> [DATA EXTRACT]:
────────────────

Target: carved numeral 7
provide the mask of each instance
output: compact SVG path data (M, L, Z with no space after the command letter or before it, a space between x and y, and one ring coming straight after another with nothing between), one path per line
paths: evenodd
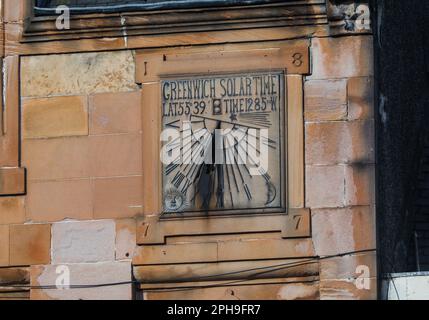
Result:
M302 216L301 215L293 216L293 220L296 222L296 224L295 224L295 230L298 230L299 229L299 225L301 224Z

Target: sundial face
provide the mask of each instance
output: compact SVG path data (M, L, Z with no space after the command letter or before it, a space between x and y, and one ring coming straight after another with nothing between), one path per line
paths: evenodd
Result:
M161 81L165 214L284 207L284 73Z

────────────────

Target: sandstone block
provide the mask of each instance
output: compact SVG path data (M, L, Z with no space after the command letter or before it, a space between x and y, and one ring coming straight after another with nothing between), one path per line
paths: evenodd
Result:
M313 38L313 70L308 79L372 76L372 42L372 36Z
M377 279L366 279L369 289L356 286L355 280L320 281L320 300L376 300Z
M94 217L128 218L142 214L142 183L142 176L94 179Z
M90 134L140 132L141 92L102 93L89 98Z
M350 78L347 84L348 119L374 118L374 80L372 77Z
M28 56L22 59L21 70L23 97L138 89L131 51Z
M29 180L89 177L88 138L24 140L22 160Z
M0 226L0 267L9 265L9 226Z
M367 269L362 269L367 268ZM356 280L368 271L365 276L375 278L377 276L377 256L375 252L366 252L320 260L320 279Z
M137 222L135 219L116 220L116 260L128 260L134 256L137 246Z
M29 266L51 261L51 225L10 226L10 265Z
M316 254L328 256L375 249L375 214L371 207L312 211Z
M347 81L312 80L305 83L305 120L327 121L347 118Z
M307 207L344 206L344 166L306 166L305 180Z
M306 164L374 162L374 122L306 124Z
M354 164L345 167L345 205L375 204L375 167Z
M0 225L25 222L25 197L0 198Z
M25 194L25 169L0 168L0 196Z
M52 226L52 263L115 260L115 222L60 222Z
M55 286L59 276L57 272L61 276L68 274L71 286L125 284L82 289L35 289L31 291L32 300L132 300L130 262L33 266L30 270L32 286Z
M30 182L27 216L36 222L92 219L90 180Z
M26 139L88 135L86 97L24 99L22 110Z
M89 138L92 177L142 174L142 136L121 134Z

────────────────

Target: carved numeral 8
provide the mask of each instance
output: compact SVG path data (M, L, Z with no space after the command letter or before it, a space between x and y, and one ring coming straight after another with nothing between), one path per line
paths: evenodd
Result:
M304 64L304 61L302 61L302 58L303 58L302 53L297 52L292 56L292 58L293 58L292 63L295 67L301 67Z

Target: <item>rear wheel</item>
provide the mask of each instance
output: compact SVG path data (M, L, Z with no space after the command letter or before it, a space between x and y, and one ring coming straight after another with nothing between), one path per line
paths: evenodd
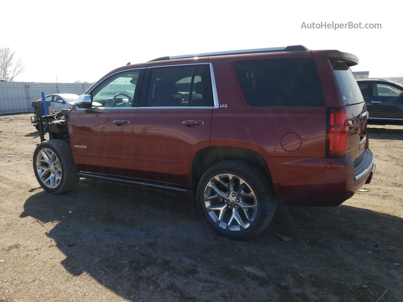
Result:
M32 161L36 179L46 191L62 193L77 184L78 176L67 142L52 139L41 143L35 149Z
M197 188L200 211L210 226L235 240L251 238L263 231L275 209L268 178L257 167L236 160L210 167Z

────────────────

Copy the entries above verbatim, everything from the line containing "Target: <item>rear wheel</item>" down to the line containing "M32 161L36 179L46", with both of those lines included. Leave the pictures out of your answer.

> [REPLY TO THE TASK]:
Target: <item>rear wheel</item>
provide the mask of each instance
output: compact SVG path data (M, L, Z with no space after the command letter or before it, a space between x and y, and one ring coming straight after another with nothing between), one path per line
paths: evenodd
Result:
M32 161L36 179L46 191L62 193L77 184L78 176L67 142L52 139L41 143L35 149Z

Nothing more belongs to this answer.